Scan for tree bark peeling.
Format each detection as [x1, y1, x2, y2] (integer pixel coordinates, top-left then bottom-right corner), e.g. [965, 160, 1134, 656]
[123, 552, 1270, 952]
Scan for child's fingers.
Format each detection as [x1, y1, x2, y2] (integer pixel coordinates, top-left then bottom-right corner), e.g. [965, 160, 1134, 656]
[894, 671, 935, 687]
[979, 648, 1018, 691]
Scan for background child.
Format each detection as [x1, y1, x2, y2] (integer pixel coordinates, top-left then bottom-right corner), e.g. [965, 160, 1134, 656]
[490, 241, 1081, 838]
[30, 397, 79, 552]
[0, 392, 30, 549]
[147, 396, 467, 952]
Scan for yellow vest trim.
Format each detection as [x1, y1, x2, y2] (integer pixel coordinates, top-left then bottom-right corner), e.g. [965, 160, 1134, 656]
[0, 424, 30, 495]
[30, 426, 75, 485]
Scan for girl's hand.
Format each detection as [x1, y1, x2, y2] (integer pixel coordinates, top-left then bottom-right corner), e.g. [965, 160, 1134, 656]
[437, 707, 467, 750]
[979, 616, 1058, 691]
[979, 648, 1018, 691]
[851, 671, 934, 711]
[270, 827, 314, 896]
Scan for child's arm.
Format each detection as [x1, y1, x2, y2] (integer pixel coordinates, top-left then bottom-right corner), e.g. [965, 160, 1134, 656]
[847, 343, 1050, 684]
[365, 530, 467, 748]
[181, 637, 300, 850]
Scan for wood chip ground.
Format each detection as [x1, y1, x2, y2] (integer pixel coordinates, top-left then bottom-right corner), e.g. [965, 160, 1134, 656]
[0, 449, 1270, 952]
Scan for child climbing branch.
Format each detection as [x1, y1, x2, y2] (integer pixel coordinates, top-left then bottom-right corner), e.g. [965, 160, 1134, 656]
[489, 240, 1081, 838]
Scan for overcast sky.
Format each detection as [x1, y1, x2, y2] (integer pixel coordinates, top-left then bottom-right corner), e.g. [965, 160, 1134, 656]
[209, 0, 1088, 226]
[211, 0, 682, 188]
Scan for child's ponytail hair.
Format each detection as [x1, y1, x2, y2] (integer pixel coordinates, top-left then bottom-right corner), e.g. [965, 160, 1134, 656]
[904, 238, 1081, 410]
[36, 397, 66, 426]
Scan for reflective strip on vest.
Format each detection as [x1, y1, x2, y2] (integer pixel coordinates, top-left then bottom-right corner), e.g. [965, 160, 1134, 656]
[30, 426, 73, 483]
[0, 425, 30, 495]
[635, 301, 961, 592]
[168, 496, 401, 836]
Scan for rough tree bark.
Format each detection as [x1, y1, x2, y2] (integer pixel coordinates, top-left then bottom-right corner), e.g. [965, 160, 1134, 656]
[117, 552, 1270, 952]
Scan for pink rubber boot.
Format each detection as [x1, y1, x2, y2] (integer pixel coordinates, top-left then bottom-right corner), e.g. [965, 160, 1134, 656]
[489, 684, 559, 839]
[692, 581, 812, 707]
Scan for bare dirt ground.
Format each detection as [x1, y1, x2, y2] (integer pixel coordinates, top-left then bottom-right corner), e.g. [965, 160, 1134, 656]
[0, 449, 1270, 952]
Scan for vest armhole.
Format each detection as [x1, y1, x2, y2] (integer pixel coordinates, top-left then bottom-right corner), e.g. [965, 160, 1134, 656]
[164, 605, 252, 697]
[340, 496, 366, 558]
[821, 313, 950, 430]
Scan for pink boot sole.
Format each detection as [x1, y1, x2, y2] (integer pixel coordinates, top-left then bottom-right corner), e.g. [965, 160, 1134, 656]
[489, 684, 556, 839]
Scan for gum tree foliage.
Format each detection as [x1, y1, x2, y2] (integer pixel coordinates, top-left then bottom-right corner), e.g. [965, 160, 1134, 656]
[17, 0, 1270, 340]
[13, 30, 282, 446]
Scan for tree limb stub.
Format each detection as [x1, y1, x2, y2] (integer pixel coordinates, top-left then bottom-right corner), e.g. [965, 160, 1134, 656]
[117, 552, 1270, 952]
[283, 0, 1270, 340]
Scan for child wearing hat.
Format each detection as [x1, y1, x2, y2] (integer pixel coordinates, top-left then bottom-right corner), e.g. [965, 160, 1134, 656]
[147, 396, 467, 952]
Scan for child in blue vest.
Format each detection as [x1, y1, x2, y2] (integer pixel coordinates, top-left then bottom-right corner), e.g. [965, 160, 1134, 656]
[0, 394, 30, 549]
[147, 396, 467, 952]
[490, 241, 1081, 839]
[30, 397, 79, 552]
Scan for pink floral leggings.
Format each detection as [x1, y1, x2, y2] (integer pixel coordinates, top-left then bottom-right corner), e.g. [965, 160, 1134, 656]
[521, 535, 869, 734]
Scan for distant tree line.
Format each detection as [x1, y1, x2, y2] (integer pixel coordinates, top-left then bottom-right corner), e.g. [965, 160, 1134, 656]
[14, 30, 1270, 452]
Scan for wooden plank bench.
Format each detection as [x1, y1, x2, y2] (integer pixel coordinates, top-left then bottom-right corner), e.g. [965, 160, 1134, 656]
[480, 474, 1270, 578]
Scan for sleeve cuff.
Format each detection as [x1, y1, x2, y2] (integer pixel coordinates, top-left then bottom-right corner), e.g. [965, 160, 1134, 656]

**WHAT THE TASK REQUIRES:** Can you arrange all of the material above as a numbered list, leaving out any blank lines?

**RESPONSE:**
1. Scan for tree bark peeling.
2. Format each detection as [x1, y1, x2, y2] (integer pixel coordinates, top-left then bottom-right corner), e.g. [965, 160, 1134, 656]
3. [123, 552, 1270, 952]
4. Scan for child's fingers.
5. Format each detection as [x1, y1, x2, y2] (integer pixel coordinates, top-left then bottom-right corner), e.g. [965, 160, 1134, 656]
6. [894, 671, 935, 687]
7. [979, 648, 1018, 691]
8. Scan for background child.
9. Format each detection as [x1, y1, x2, y2] (integer pixel coordinates, top-left then bottom-right corner), e.g. [965, 160, 1134, 656]
10. [490, 241, 1081, 838]
11. [30, 397, 79, 552]
12. [0, 392, 30, 549]
13. [147, 396, 467, 952]
14. Scan for yellow vest trim.
15. Format each detection as [x1, y1, x2, y2] (integer pixel coordinates, top-left then bottom-right corner), e.g. [965, 160, 1134, 656]
16. [0, 424, 30, 495]
17. [30, 426, 75, 485]
18. Scan for girl's hand.
19. Format each detection as [x1, y1, x2, y2] (integer pixel coordinates, top-left then bottom-right corner), e.g. [965, 160, 1134, 656]
20. [437, 707, 467, 750]
21. [979, 616, 1058, 691]
22. [979, 648, 1018, 691]
23. [851, 671, 934, 711]
24. [270, 827, 314, 896]
25. Scan for child's arm.
26. Format each detection as [x1, y1, x2, y2] (integer pixel coordinates, top-left then bottom-right corner), e.g. [965, 160, 1134, 656]
27. [847, 343, 1050, 684]
28. [365, 530, 467, 748]
29. [181, 637, 300, 850]
30. Scan for wood chip ground.
31. Format each detection as [x1, y1, x2, y2] (integer pixel coordinates, top-left then bottom-right corner), e.g. [965, 160, 1134, 656]
32. [0, 449, 1270, 952]
33. Scan for child climbing branch.
34. Format each detection as [x1, y1, x2, y2] (integer pixel coordinates, top-left then bottom-right corner), e.g. [965, 160, 1134, 656]
35. [489, 240, 1081, 838]
36. Scan for overcast sky.
37. Format each detection as [x1, y1, x2, y2] (integer pixel coordinates, top-left then bottom-right corner), e.g. [965, 160, 1134, 656]
38. [209, 0, 1088, 226]
39. [211, 0, 682, 188]
40. Scan for child's ponytail hair.
41. Format each detection as [x1, y1, x2, y2] (integer pixel coordinates, top-left then bottom-right corner), e.g. [965, 160, 1134, 656]
42. [904, 238, 1081, 410]
43. [36, 397, 66, 426]
44. Scan for reflective strip on vest.
45. Format each detection as [x1, y1, x2, y2] (integer pixel coordinates, top-left then bottom-right corner), e.g. [965, 160, 1134, 656]
46. [30, 426, 73, 483]
47. [0, 425, 30, 495]
48. [635, 301, 961, 592]
49. [168, 496, 401, 836]
50. Scan for rough tree bark.
51. Format each detection as [x1, y1, x2, y2] (integer pixel coordinates, top-left then bottom-right corner), e.g. [965, 160, 1134, 656]
52. [117, 552, 1270, 952]
53. Scan for pink rubber boot.
54. Format each detection as [x1, y1, x2, y2] (integer pixel coordinates, top-left then bottom-right corner), e.g. [965, 160, 1134, 656]
55. [489, 684, 559, 839]
56. [692, 581, 812, 707]
57. Scan for bare dirt ground.
58. Format each detection as [x1, y1, x2, y2] (integer pixel coordinates, top-left then bottom-right corner), e.g. [965, 160, 1134, 656]
59. [0, 449, 1270, 952]
60. Scan for vest armhole.
61. Format each detection as [x1, y1, x2, y2] (integer pixel coordinates, top-left then bottom-right corner), e.g. [965, 160, 1134, 656]
62. [164, 605, 252, 697]
63. [340, 496, 366, 558]
64. [821, 313, 950, 430]
65. Scan for pink boot sole.
66. Format each detection as [x1, y1, x2, y2] (integer pixel coordinates, top-left then bottom-right corner), e.g. [965, 160, 1134, 656]
67. [489, 684, 556, 839]
68. Scan for gum tree foliage.
69. Format each detection as [x1, y1, x2, y2] (integer pixel coordinates, top-left then bottom-right corner), e.g. [965, 160, 1134, 656]
70. [17, 0, 1270, 340]
71. [13, 30, 282, 446]
72. Scan for tree limb stub.
73. Format each detection as [x1, y1, x2, y2] (integer pixel coordinates, top-left then bottom-right corner), e.g. [965, 160, 1134, 656]
74. [117, 552, 1270, 952]
75. [283, 0, 1270, 340]
76. Scan for child wearing hat.
77. Format each detection as [x1, y1, x2, y2] (integer pixel coordinates, top-left then bottom-right corner), e.g. [965, 160, 1134, 656]
78. [147, 396, 467, 952]
79. Scan for child in blue vest.
80. Format each detection as [x1, y1, x2, y2] (integer pixel coordinates, top-left then bottom-right corner), e.g. [965, 160, 1134, 656]
81. [0, 394, 30, 549]
82. [147, 396, 467, 952]
83. [490, 241, 1081, 839]
84. [30, 397, 79, 552]
85. Scan for pink floral leggings.
86. Format each detection as [x1, y1, x2, y2] (integer pixel coordinates, top-left then bottom-right corner), e.g. [965, 160, 1134, 656]
87. [521, 535, 869, 734]
88. Scan for distant tree line.
89. Format each detection as [x1, y1, x2, y2] (integer pixel coordinates, top-left then bottom-right corner), e.g. [965, 160, 1134, 656]
90. [14, 30, 1270, 452]
91. Scan for wooden plank bench.
92. Format each detection as [x1, y1, x2, y2] (integer pixel coordinates, top-left then bottom-right corner), e.g. [965, 160, 1134, 656]
93. [480, 474, 1270, 578]
94. Scan for sleeve cuff.
95. Format each detection as [x1, y1, x2, y2] (integer pixel coordinates, top-left then bottom-right corner), e.g. [965, 160, 1134, 656]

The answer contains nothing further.